> **Your tasks**:
1. Decide whether each statement below agrees with the passage on one-tap hotel booking: (a) most hotel sites treat booking as a destination you navigate to; (b) the guest wants the sea-view suite for about ten seconds; (c) the feeling that makes someone book peaks after they confirm. Answer yes or no for each, quoting the deciding words from the passage.
2. Print the part of the passage on one-tap hotel booking that opens with the words containing "A guest is looking" and closes with "is the booking.", copied word for word.
3. Proceed with the passage on one-tap hotel booking, writing on from its last sentence.

One tap from dreaming to booking
Desire is perishable. The moment a guest feels it, the reserve button should already be under their thumb — not three screens away.

A guest is looking at the sea-view suite. The light is right, the price is fair, and for about four seconds they want it. Then they scroll to find how to book, hit a menu, land on a separate reservations page that reloads, pick dates again, and the four seconds are gone. So is the booking.
Desire has a half-life
The feeling that makes someone book is fragile and brief. It peaks at the exact moment they're looking at the thing they want — and it decays with every tap that doesn't move them closer to having it. Most hotel sites treat booking as a destination you navigate to. It should be an action available right there, the instant the wanting happens.
Count the taps on your own site between a guest falling for a room and confirming it. If it's more than a couple, you're losing people in the gap.

Photo-based referring expression data:
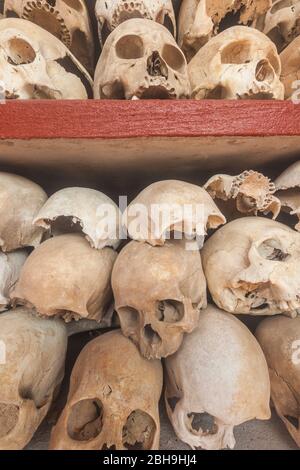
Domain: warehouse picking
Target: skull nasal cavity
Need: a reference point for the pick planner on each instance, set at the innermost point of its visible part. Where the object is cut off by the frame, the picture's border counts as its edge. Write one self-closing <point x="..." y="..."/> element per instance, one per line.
<point x="19" y="52"/>
<point x="85" y="420"/>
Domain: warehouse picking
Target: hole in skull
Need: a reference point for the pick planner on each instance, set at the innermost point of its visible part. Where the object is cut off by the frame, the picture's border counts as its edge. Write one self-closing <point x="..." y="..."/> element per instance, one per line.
<point x="85" y="420"/>
<point x="237" y="52"/>
<point x="151" y="336"/>
<point x="129" y="47"/>
<point x="203" y="422"/>
<point x="9" y="415"/>
<point x="169" y="311"/>
<point x="271" y="250"/>
<point x="293" y="420"/>
<point x="173" y="57"/>
<point x="19" y="52"/>
<point x="139" y="431"/>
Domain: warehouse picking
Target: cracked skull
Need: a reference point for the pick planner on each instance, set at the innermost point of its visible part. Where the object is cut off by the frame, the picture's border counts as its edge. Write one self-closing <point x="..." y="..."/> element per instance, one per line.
<point x="65" y="277"/>
<point x="141" y="60"/>
<point x="252" y="266"/>
<point x="112" y="14"/>
<point x="68" y="20"/>
<point x="31" y="371"/>
<point x="158" y="292"/>
<point x="200" y="20"/>
<point x="279" y="338"/>
<point x="113" y="399"/>
<point x="281" y="22"/>
<point x="218" y="379"/>
<point x="240" y="63"/>
<point x="36" y="65"/>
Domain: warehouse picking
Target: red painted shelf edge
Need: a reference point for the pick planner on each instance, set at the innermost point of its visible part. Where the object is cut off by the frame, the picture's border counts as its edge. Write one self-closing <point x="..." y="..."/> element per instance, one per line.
<point x="137" y="119"/>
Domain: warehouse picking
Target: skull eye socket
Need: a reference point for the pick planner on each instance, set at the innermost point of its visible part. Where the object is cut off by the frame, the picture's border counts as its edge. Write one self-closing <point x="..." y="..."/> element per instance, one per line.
<point x="173" y="57"/>
<point x="139" y="431"/>
<point x="85" y="420"/>
<point x="169" y="311"/>
<point x="19" y="52"/>
<point x="272" y="250"/>
<point x="238" y="52"/>
<point x="130" y="47"/>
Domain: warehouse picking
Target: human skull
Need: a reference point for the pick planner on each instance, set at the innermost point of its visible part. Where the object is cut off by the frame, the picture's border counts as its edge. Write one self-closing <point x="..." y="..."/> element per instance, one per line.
<point x="65" y="277"/>
<point x="200" y="20"/>
<point x="279" y="338"/>
<point x="171" y="206"/>
<point x="252" y="192"/>
<point x="113" y="399"/>
<point x="290" y="70"/>
<point x="218" y="379"/>
<point x="10" y="268"/>
<point x="141" y="59"/>
<point x="68" y="20"/>
<point x="158" y="293"/>
<point x="252" y="266"/>
<point x="34" y="64"/>
<point x="81" y="209"/>
<point x="281" y="22"/>
<point x="31" y="371"/>
<point x="288" y="191"/>
<point x="20" y="201"/>
<point x="112" y="14"/>
<point x="240" y="63"/>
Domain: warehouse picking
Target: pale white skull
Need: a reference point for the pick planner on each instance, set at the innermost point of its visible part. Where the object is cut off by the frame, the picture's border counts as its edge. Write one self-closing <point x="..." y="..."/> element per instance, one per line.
<point x="279" y="338"/>
<point x="158" y="293"/>
<point x="200" y="20"/>
<point x="32" y="365"/>
<point x="10" y="268"/>
<point x="252" y="266"/>
<point x="290" y="70"/>
<point x="34" y="64"/>
<point x="20" y="201"/>
<point x="239" y="63"/>
<point x="113" y="399"/>
<point x="248" y="193"/>
<point x="218" y="379"/>
<point x="141" y="59"/>
<point x="85" y="210"/>
<point x="281" y="22"/>
<point x="111" y="14"/>
<point x="68" y="20"/>
<point x="67" y="278"/>
<point x="171" y="206"/>
<point x="288" y="190"/>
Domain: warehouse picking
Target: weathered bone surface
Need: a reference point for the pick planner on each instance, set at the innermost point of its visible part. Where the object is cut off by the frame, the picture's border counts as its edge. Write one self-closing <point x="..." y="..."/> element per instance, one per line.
<point x="34" y="64"/>
<point x="281" y="22"/>
<point x="252" y="266"/>
<point x="171" y="206"/>
<point x="158" y="292"/>
<point x="32" y="357"/>
<point x="10" y="268"/>
<point x="288" y="191"/>
<point x="239" y="63"/>
<point x="85" y="210"/>
<point x="20" y="201"/>
<point x="252" y="192"/>
<point x="141" y="59"/>
<point x="279" y="338"/>
<point x="290" y="73"/>
<point x="113" y="399"/>
<point x="218" y="379"/>
<point x="111" y="14"/>
<point x="200" y="20"/>
<point x="65" y="277"/>
<point x="68" y="20"/>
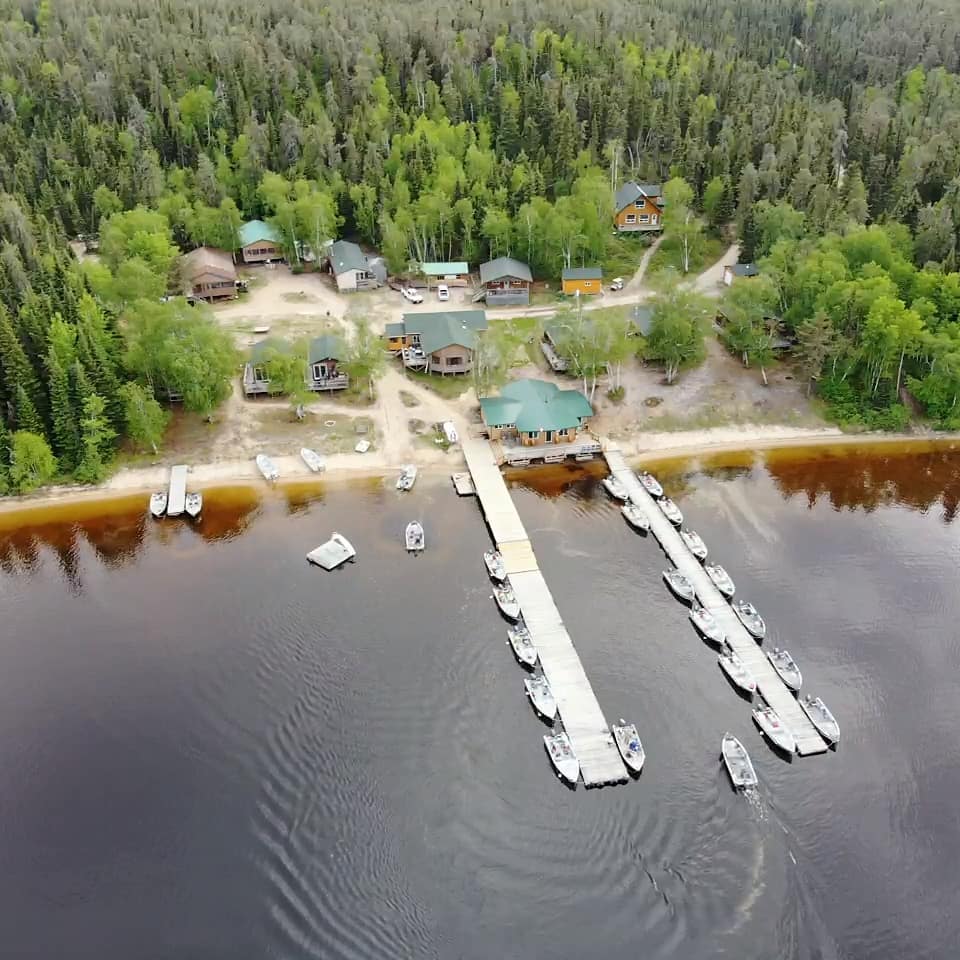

> **Answers for the exercise**:
1.
(a) Yes: "Most hotel sites treat booking as a destination you navigate to."
(b) No: "for about four seconds they want it."
(c) No: "It peaks at the exact moment they're looking at the thing they want"

2.
A guest is looking at the sea-view suite. The light is right, the price is fair, and for about four seconds they want it. Then they scroll to find how to book, hit a menu, land on a separate reservations page that reloads, pick dates again, and the four seconds are gone. So is the booking.

3.
Put the action where the wanting is
This is why the reserve button belongs on the suite, not in the navigation. Pricing visible where the photo is. Dates pre-filled from the search they already did. A booking flow that lives inside the page instead of throwing them to a third-party widget that looks nothing like your brand.
The distance between wanting and having should be one tap, not a tour of your site map.
It matters more on mobile, where 70–80% of hospitality searches now happen — and where a clumsy reload or a fiddly date picker ends the session for good. The thumb is impatient. Design for it.

Every step you remove between dreaming and booking is a booking you keep. The best reserve button is the one a guest never had to go looking for.